- DONNÉES FOURNIES:
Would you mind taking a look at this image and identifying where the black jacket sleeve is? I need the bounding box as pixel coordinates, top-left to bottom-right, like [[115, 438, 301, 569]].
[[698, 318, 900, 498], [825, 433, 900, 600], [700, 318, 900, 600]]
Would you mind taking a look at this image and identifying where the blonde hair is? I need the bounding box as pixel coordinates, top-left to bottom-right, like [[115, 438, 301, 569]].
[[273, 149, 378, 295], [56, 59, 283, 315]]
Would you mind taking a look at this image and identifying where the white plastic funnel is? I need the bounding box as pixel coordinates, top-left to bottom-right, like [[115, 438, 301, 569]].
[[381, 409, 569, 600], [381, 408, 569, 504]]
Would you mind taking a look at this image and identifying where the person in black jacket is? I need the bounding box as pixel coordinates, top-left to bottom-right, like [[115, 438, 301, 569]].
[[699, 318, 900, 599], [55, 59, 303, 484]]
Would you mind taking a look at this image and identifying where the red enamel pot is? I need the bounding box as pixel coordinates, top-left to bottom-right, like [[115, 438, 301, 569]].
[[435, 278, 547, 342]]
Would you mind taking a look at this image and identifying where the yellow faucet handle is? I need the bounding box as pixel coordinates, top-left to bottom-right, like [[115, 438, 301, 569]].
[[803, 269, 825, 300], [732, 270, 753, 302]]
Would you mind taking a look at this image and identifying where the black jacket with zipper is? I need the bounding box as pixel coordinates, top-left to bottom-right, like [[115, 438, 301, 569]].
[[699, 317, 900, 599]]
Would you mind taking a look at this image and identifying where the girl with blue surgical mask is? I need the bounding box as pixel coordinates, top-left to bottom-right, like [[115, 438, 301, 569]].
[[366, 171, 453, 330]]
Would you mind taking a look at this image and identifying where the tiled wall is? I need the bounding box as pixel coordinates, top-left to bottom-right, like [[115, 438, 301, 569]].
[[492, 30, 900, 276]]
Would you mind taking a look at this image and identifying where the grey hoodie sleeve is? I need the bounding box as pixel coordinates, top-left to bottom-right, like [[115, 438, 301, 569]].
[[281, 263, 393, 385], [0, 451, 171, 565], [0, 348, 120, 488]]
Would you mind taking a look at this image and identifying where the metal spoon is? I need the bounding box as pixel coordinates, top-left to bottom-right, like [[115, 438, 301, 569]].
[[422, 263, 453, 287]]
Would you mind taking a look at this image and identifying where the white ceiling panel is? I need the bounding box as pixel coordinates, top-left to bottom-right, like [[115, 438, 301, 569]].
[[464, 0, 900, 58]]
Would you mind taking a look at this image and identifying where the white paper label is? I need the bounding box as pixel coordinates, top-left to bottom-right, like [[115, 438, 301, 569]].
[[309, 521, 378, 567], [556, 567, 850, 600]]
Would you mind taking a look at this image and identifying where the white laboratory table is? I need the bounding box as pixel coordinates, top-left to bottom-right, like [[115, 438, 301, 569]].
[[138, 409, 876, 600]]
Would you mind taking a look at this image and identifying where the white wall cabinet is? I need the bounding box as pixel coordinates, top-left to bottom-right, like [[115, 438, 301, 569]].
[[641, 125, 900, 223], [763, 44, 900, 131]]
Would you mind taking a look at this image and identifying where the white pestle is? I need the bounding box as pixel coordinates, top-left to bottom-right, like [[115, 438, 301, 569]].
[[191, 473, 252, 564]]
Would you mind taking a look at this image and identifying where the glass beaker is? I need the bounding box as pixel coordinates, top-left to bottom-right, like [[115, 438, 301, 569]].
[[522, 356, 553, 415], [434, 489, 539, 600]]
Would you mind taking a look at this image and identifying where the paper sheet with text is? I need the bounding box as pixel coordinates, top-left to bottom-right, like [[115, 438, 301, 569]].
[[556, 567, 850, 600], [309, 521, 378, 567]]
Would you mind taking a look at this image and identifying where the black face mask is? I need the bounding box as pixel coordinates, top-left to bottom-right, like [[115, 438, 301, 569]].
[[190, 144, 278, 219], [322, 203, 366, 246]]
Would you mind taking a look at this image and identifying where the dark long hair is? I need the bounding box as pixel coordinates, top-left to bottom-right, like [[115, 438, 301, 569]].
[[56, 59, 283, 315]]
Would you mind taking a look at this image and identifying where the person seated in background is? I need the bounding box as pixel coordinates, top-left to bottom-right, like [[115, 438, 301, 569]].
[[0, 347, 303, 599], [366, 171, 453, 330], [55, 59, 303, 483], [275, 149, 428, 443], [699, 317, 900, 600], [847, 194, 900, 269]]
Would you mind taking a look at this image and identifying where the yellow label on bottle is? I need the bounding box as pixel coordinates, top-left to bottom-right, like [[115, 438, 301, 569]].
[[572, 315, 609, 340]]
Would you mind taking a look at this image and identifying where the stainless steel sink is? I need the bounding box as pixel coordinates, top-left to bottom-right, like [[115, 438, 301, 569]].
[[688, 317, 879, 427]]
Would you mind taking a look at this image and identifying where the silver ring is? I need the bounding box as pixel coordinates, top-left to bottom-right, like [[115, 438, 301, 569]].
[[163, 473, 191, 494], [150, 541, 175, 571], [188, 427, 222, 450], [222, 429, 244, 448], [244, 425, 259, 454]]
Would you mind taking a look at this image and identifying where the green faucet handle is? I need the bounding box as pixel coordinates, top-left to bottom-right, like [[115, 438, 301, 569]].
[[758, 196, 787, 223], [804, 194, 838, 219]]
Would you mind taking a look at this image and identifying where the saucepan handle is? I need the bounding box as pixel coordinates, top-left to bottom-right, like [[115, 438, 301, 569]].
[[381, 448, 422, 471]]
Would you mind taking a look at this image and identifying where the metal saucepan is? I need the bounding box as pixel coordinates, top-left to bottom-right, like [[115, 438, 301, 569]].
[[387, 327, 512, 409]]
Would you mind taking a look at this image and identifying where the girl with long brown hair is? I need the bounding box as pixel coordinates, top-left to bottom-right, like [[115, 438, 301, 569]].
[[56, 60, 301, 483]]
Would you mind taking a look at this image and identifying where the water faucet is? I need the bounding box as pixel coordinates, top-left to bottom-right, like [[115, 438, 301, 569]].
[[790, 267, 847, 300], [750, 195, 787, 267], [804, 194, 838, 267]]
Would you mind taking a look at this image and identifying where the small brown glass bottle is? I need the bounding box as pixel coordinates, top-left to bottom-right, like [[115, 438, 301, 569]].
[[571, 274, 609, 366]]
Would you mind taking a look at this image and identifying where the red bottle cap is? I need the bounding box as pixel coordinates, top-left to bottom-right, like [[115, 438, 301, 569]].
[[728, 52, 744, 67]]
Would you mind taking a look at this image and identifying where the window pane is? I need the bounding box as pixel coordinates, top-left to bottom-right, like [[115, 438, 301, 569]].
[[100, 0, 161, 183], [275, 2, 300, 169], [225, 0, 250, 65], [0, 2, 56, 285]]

- CONSIGNE: Reproduisez à l'identique l'ensemble des entrées ci-dessus, ligne par ligne.

- RÉPONSE PROPOSÉE:
Would you mind taking a look at this image and identifying where the black jacket sleeve is? I need the bounding box as pixel coordinates, top-left to bottom-right, like [[115, 438, 301, 569]].
[[698, 318, 900, 498], [825, 433, 900, 600], [700, 318, 900, 600]]
Would you mind taking a look at this image and identifying where the blonde hair is? I need the bounding box as pixel coordinates, top-left to bottom-right, like [[115, 438, 301, 569]].
[[273, 149, 378, 295], [56, 59, 283, 315]]
Would you mind taking a look at this image and identifying where the white plastic funnel is? I need the bounding box as pixel coordinates, top-left to bottom-right, like [[115, 438, 301, 569]].
[[381, 409, 569, 600], [381, 408, 569, 504]]
Would you mind taking a look at this image and identifying where the person in black jacket is? I need the bounding box as pixel coordinates, top-left to bottom-right, like [[115, 438, 301, 569]].
[[699, 318, 900, 599], [55, 59, 303, 484]]
Would you mind taking a look at this image and identifying where the red enamel pot is? I need the bounding box as pixel coordinates, top-left to bottom-right, like [[115, 438, 301, 569]].
[[435, 278, 547, 342]]
Would you mind taking a look at this image and identifying where the yellow faucet handle is? I need the bounding box as pixel coordinates, top-left to bottom-right, like [[115, 438, 301, 569]].
[[803, 269, 825, 300], [732, 270, 753, 302]]
Would you mind taking a look at this image and identifying where the black jacket with zipper is? I need the bounding box as pixel coordinates, top-left to bottom-right, like [[115, 438, 301, 569]].
[[699, 317, 900, 599]]
Would you mind taking a look at this image and identifying where the girl with blue surgical mask is? I need the bounding box as pixel coordinates, top-left to bottom-right, like [[115, 438, 301, 569]].
[[366, 171, 453, 330]]
Would you mind taking a look at this image and identifying where the tiled wall is? I need the bounding box as pixel coordinates, top-left to bottom-right, like [[115, 438, 301, 569]].
[[492, 30, 900, 276]]
Would you mind taking a look at this image and identifying where the grey hoodie sleeve is? I need the bounding box as pixel coordinates, top-left to bottom-right, like [[115, 438, 301, 569]].
[[281, 263, 393, 385], [0, 451, 171, 565], [0, 348, 120, 488]]
Would you mind taking a look at this image and identifying where the metal spoon is? I need the bounding box as pixel coordinates, top-left to bottom-right, like [[115, 438, 301, 569]].
[[422, 263, 453, 287]]
Would you mind taking a look at this image and identifying where the white ceiling panel is? I need the bounding box as pixel coordinates, top-left to bottom-right, like [[115, 438, 301, 569]].
[[464, 0, 900, 58]]
Would you mind taking a look at this image and identifying where the white paper label is? I need the bounding box as pixel coordinates, top-left to bottom-right, like [[115, 438, 301, 569]].
[[309, 521, 378, 567], [556, 567, 850, 600]]
Would you mind taking a look at this image and identifying where the white laboratory table is? I need the bounding box as pixel coordinates, top-left to bottom-right, like [[115, 438, 301, 569]].
[[138, 409, 876, 600]]
Would you mind taking a look at this image and identifying where the white wall cabinet is? I need the bounding box as pixel coordinates, top-left to bottom-right, like [[115, 438, 301, 569]].
[[641, 125, 900, 223], [763, 44, 900, 131]]
Would you mind taking a look at this image and identifying where the white pestle is? I need the bounding box as pixel coordinates, top-left to bottom-right, like [[115, 438, 301, 569]].
[[191, 473, 252, 564]]
Would you mind taking a look at this image and identifying where the glass beaker is? I need the bounding box as pixel coordinates, top-left to bottom-right, like [[115, 438, 301, 569]].
[[522, 356, 553, 415], [434, 489, 539, 600]]
Would you mind taking a look at this image and identifying where the paper sheet with text is? I need the bounding box as pixel coordinates, top-left to bottom-right, like [[115, 438, 301, 569]].
[[556, 567, 850, 600], [309, 521, 378, 567]]
Would you mind taking a look at this image and identifying where the black face mask is? I need the bounding box as pixel coordinates, top-left to bottom-right, like [[115, 438, 301, 569]].
[[190, 144, 278, 219], [322, 203, 366, 246]]
Would you mind taking a look at this image and identifying where the dark long hair is? I need the bounding box as pixel coordinates, top-left to bottom-right, like [[115, 438, 301, 569]].
[[56, 59, 283, 315]]
Would you mind taking a look at this image and identifying where the person seated in background is? I need the bounding box as pixel coordinates, top-left to bottom-right, like [[115, 438, 301, 569]].
[[0, 347, 303, 599], [366, 171, 453, 330], [55, 59, 303, 483], [275, 149, 428, 443], [699, 317, 900, 600], [847, 194, 900, 269]]
Would you mind taking a look at this image and identifying where the yellow label on bottle is? I need the bounding box as pixel coordinates, top-left to bottom-right, like [[115, 438, 301, 569]].
[[572, 315, 609, 340]]
Would you mind taking a look at this image and identifying where the stainless steel sink is? I need the bounding box as pixel coordinates, top-left to bottom-right, like [[115, 438, 301, 569]].
[[688, 317, 879, 427]]
Would you mind taking a look at this image and identifying where the silver ring is? I need the bounding box as pixel coordinates, top-left to bottom-right, like [[115, 438, 301, 569]].
[[163, 473, 191, 494], [150, 541, 175, 571], [188, 427, 222, 450], [222, 429, 244, 448], [244, 425, 259, 454]]
Would you mind taking a look at this image and identifying where the green faucet handle is? I need the bounding box as pixel coordinates, top-left to bottom-right, like [[115, 438, 301, 569]].
[[758, 196, 787, 223], [804, 194, 838, 219]]
Would you mind taking a look at this image and identifying where the saucepan handle is? I need the bounding box as pixel coordinates, top-left to bottom-right, like [[115, 438, 301, 569]].
[[381, 448, 422, 471]]
Would you mind taking a look at this image and identifying where the metal saucepan is? I need the bounding box as pixel coordinates, top-left to bottom-right, like [[115, 438, 301, 569]].
[[387, 327, 512, 409]]
Would you mind taking a look at this image and identifying where the girl with long brown hair is? I need the bounding box as pixel coordinates, top-left to bottom-right, like [[115, 438, 301, 569]].
[[56, 60, 301, 483]]
Would you mind taking a look at this image and identifying where the water faucet is? I need the bounding box as pixel coordinates, top-left to bottom-right, like [[115, 438, 301, 569]].
[[790, 267, 847, 300], [750, 195, 787, 267], [804, 194, 838, 267]]
Would you mind taking a look at this image and identifying where the small brown glass bottle is? I need the bounding box as pixel coordinates, top-left to bottom-right, like [[115, 438, 301, 569]].
[[571, 274, 609, 366]]
Would you mind taking a look at this image and identifying where the red bottle cap is? I need the bounding box as pixel coordinates, top-left to bottom-right, like [[115, 438, 301, 569]].
[[728, 52, 744, 67]]
Would you mind taking a look at this image and identifying where the window pane is? I need the bounding box as pixel coordinates, top-left to bottom-right, like [[115, 438, 301, 569]].
[[100, 0, 161, 183], [275, 2, 300, 169], [225, 0, 250, 65], [0, 2, 56, 285]]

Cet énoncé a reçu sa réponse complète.